Exercise: Transcribe the records below word for word, keeping every line unchanged.

[Records listed in a dataset]
——————————
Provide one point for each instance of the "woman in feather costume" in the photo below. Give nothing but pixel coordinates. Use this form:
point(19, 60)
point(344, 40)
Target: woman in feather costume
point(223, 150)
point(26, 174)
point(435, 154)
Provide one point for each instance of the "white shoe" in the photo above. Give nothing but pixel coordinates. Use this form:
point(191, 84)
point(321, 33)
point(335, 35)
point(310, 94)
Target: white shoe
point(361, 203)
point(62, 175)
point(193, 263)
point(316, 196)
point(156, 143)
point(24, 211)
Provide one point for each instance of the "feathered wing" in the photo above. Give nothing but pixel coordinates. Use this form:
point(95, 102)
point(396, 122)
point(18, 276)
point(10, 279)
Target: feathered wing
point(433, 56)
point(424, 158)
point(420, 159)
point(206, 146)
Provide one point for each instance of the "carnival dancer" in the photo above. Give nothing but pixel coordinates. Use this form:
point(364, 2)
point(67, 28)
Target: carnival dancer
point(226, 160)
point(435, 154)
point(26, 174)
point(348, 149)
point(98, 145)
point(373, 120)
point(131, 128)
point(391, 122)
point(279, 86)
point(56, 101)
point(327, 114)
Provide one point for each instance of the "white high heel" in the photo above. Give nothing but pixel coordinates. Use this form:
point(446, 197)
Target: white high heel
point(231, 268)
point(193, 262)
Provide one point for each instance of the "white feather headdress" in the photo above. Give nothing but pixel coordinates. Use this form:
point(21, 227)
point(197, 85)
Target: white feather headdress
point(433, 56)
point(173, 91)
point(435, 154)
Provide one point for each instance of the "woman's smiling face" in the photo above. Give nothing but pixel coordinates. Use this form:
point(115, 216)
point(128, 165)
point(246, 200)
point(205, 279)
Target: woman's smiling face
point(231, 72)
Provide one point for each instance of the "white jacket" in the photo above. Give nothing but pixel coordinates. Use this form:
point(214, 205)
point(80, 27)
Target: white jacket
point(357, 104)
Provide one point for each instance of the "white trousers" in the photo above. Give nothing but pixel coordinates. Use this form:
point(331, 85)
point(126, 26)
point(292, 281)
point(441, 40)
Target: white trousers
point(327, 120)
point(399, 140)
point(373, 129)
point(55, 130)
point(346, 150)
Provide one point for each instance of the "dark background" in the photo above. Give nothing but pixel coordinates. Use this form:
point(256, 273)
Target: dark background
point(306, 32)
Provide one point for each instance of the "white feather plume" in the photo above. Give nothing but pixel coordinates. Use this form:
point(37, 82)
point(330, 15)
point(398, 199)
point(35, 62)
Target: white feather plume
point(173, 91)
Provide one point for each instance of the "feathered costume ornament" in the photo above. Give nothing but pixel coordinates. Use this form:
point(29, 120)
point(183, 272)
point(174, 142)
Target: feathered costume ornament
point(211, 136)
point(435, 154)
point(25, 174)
——————————
Reply to the task:
Provide one point for each instance of the "woman in feather costume" in the photo below. Give nothing but pixel coordinates. Use this form:
point(19, 60)
point(344, 40)
Target: woman in feather costume
point(223, 150)
point(26, 174)
point(435, 154)
Provide one point for each instance of the "white shoe" in the photo above. Give nothing but pixel coordinates. Use this form:
point(191, 84)
point(321, 33)
point(335, 35)
point(310, 94)
Target: white shoe
point(361, 203)
point(62, 175)
point(193, 263)
point(316, 196)
point(156, 143)
point(24, 211)
Provide one point for each instance of the "feathered wing" in the photo above. Give nothing but pixel coordinates. Use this form:
point(95, 102)
point(396, 122)
point(18, 276)
point(10, 279)
Target: feathered wing
point(433, 56)
point(424, 158)
point(420, 159)
point(206, 146)
Provide one point for each instance of the "carnival dancer" in the photo above. Give nothing but pixel coordinates. Use this form:
point(364, 2)
point(67, 28)
Target: carnival dancer
point(226, 160)
point(435, 154)
point(26, 174)
point(348, 149)
point(98, 145)
point(373, 120)
point(131, 128)
point(391, 122)
point(279, 86)
point(56, 101)
point(327, 114)
Provide one point for each instance of the "white high heel" in the photo above. Give nothing but pixel coordinates. Use this form:
point(446, 197)
Target: white high heel
point(231, 268)
point(193, 262)
Provide one point for each instance of the "white feather headdress" in the photo above. Give nothing but pixel coordinates. Use this form:
point(21, 227)
point(197, 85)
Target: white feather headdress
point(433, 56)
point(173, 91)
point(435, 154)
Provide one point for each instance of the "woman's smiling face" in the photo above. Give nothing but pixel coordinates. Use this form:
point(115, 216)
point(128, 165)
point(246, 200)
point(205, 279)
Target: woman's smiling face
point(231, 72)
Provide one point for each instance of the "white jacket" in the photo above. Give nothing but pixel coordinates. Use this form:
point(214, 205)
point(80, 27)
Target: white jacket
point(357, 104)
Provide one point for each instance of the "white trousers" in the photo above. Give nothing but pixel coordinates. Use this form:
point(331, 85)
point(126, 26)
point(292, 281)
point(441, 40)
Target: white trousers
point(327, 120)
point(399, 140)
point(373, 129)
point(55, 130)
point(346, 150)
Provide one point for each instance of the "dark background" in the photo above. Give nothing but pixel coordinates. Use this form:
point(256, 273)
Target: dark background
point(306, 32)
Provide one point for each instance of the "white feather plume" in the photo above. Give nothing but pixel coordinates. Use this form:
point(37, 82)
point(330, 15)
point(398, 199)
point(35, 62)
Target: white feather plume
point(173, 91)
Provide one point for each instance of the "feathered costume ornament" in the photo above. Give nothing but pixel coordinates. Use this form:
point(29, 120)
point(183, 272)
point(174, 142)
Target: feathered costume ornament
point(211, 136)
point(435, 154)
point(25, 174)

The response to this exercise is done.